### Provided information

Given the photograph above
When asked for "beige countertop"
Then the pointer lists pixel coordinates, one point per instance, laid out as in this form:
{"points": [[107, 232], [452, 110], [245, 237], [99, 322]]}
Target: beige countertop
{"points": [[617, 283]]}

--

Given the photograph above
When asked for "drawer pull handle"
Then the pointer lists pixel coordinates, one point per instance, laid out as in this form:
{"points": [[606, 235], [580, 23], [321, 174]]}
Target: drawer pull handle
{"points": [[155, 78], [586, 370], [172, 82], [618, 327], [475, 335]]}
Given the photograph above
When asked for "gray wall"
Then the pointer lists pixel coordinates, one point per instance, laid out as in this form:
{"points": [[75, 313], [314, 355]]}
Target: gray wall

### Task description
Find every line in the items above that contains the string "wall", matching case exactly, and copy each of those lines.

### Answer to the problem
When asked for "gray wall"
Target: gray wall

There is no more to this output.